▶ **Short task**: Reproduce each of the following records verbatim, line by line.

** START Records for processing **

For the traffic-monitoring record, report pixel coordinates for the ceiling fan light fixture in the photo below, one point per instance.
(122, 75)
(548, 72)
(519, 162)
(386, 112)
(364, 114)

** END Records for processing **

▶ **Solution to this exercise**:
For the traffic-monitoring record, report pixel coordinates for the ceiling fan light fixture in the photo below, one point per instance.
(122, 75)
(548, 72)
(519, 162)
(386, 112)
(364, 114)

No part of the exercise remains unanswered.